TEXT TO READ:
══════════

By Ese Olumhense
‘So-called angry crowds’ are ‘liberal activists’
Vice President Mike Pence blamed “liberal activists” on Wednesday, February 22nd for the recent, heated protests that have taken place at Republican legislators’ town halls across the United States.
Frustrated constituents have cornered GOP lawmakers at public forums and events in the last few weeks, demanding answers to tough questions on subjects ranging from the proposed repeal of the Affordable Care Act (ACA) to the White House’s rumored relationship with Russia.
“The nightmare of Obamacare is about to end,” Pence said Wednesday after a visit to a factory in Fenton, Missouri. “Despite the best efforts of liberal activists at town halls around the country, Obamacare has failed and it has got to go.”
The vice president’s remarks are in lockstep with those of President Donald Trump and the White House. In a tweet Tuesday, President Trump suggested the “so-called angry crowds” were planted by “liberal activists.” Press Secretary Sean Spicer furthered this theory during Wednesday’s White House press briefing, saying “professional protesters” had “manufactured” the outrage.
“There are people who are upset, but I also think that when you look at some of these districts and some of these things, it is not a representation of a member’s district or an incident,” Spicer said. “It is a loud, small group of people disrupting something in many cases for media attention.”
“Just because they’re loud doesn’t necessarily mean that they are many,” he added.
‘No town hall, no problem’
Despite the seemingly coordinated White House decision to downplay the much-publicized backlash happening at GOP events nationwide, enraged and impassioned constituents continue to pop up at townhalls and other sites from Montana to Arkansas, Iowa, among other states.

══════════

In the article on the town hall protests, where was the factory that Pence visited before making his remarks on Wednesday?

══════════

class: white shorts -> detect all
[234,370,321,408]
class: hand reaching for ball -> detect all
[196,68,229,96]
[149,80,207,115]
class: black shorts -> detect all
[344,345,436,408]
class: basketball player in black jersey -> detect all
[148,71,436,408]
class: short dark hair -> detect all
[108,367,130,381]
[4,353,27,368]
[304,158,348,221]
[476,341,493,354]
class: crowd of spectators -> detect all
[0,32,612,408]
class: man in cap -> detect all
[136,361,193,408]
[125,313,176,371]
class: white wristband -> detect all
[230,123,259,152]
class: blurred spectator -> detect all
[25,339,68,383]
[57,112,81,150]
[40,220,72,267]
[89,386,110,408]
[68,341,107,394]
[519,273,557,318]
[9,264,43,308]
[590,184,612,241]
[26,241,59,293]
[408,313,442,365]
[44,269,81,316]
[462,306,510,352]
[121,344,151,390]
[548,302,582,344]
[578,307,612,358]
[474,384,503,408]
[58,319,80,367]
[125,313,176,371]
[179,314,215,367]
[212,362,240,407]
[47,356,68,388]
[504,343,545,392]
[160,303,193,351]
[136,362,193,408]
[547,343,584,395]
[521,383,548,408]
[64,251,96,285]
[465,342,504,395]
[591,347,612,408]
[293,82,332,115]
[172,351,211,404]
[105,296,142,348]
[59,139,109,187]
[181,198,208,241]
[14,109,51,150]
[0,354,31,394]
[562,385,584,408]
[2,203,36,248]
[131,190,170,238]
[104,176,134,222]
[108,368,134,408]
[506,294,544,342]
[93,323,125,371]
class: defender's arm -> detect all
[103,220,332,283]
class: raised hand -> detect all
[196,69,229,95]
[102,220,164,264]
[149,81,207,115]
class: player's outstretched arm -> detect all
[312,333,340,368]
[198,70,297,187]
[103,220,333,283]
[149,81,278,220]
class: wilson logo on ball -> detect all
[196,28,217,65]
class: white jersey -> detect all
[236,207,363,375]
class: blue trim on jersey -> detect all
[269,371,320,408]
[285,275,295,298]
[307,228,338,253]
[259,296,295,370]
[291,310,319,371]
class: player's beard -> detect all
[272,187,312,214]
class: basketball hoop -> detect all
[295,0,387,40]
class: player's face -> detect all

══════════

OUTPUT OF THE TASK: Fenton, Missouri.